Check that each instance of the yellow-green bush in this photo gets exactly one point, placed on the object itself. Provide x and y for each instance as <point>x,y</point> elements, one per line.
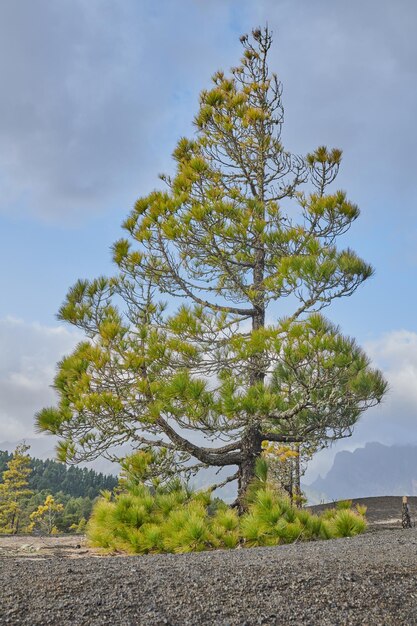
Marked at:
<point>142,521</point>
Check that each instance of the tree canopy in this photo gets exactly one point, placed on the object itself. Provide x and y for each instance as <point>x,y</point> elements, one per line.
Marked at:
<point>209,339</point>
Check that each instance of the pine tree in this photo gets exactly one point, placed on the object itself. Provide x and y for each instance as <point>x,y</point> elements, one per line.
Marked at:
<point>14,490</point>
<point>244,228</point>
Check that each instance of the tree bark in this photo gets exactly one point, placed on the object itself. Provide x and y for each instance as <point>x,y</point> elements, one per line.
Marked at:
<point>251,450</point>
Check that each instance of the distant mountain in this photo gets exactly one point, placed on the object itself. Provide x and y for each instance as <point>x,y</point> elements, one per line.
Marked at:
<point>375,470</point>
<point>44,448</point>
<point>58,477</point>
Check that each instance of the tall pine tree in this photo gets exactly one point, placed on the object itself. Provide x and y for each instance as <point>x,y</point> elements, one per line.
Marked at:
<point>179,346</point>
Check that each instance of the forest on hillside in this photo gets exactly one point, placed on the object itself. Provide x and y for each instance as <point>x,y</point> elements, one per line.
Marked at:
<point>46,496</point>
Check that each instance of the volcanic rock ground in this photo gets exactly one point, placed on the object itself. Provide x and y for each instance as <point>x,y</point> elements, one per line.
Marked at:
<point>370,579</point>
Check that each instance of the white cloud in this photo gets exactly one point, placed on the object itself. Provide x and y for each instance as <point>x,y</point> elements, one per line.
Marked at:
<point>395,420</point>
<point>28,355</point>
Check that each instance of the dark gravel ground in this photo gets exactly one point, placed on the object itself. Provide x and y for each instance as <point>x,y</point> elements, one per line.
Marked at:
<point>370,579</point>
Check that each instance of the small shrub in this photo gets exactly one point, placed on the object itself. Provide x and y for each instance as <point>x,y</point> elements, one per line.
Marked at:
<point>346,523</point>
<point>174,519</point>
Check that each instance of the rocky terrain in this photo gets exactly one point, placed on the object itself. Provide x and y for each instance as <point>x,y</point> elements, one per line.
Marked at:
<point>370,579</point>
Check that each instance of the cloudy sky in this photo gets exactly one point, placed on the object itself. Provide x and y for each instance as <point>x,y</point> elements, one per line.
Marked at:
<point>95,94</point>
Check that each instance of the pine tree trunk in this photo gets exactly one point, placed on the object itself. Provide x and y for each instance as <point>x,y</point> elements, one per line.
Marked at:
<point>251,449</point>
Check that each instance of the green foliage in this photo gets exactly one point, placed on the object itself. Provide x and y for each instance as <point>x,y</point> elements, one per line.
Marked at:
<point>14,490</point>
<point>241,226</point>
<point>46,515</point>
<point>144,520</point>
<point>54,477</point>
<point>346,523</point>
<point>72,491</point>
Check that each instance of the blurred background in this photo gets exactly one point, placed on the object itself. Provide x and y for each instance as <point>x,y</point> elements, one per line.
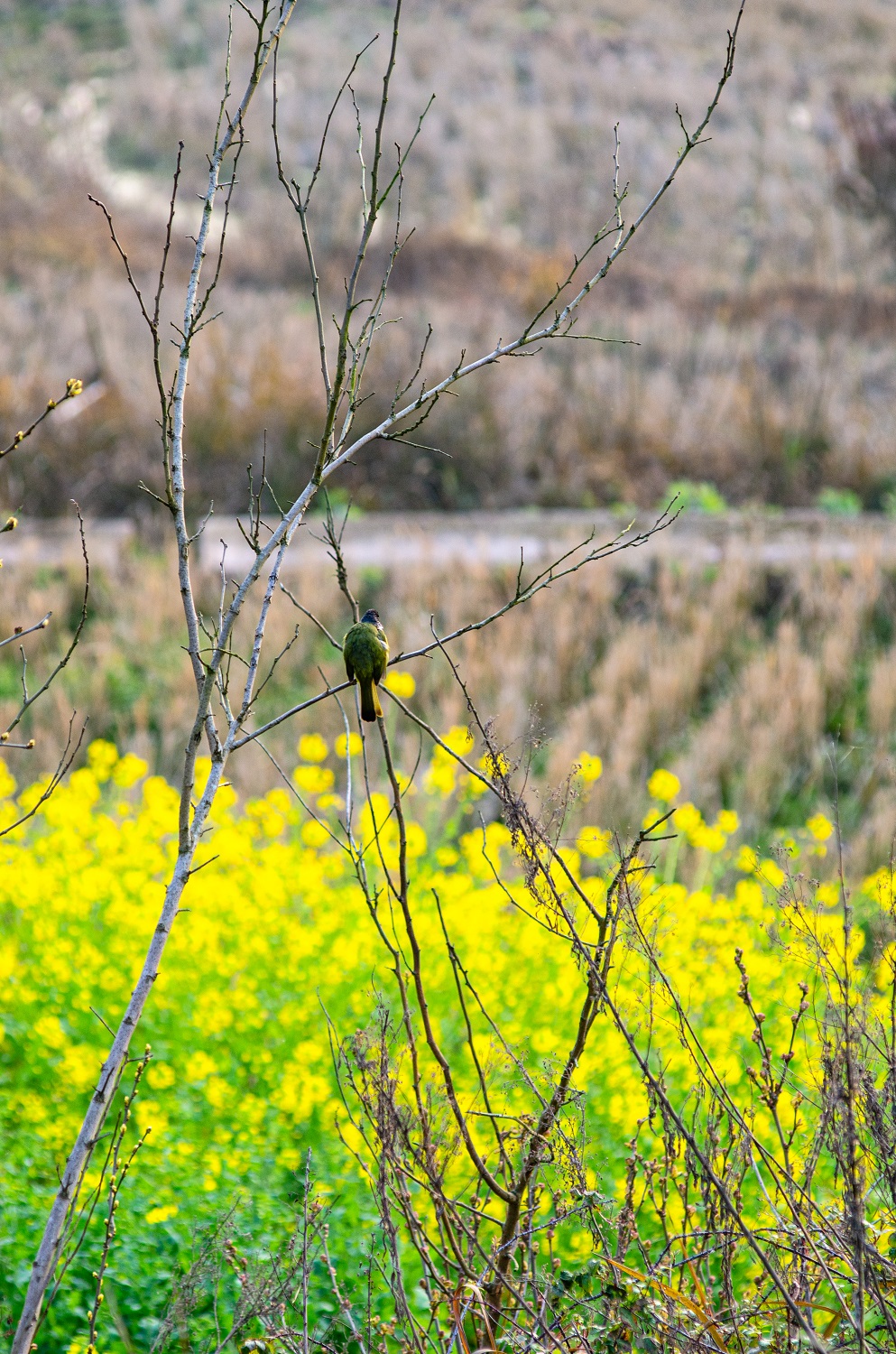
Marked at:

══════════

→ **WHAT IS ASKED**:
Revise the material from its opening line through the line containing "<point>251,450</point>", replacing "this photo" with "this image" wherever it occurs and leaving everything else as it stands. Leave the pictures out of your answer.

→ **SOLUTION TO THE EXERCISE**:
Check that each instance of the yellow-green bush in this image gets exactly one point, placed on the object itself. Provide x and y for each instance as <point>x,y</point> elements, one per line.
Marked at:
<point>142,521</point>
Check that each instance of the tree canopy in this image gets exactly one point, placed on the object itself. Provide x and y for each instance as <point>x,y</point> elements, one per line.
Marked at:
<point>209,339</point>
Check that each instance of the pine tree in this image gets exactly one point, placed on the object itself. Provide x and y for each instance as <point>x,y</point> elements, one per line.
Marked at:
<point>14,490</point>
<point>244,228</point>
Check that each instance of the tree bark in this image gets exactly one point, placed on the object itself. Provide x and y for each instance as <point>x,y</point> elements, one per line.
Marked at:
<point>251,450</point>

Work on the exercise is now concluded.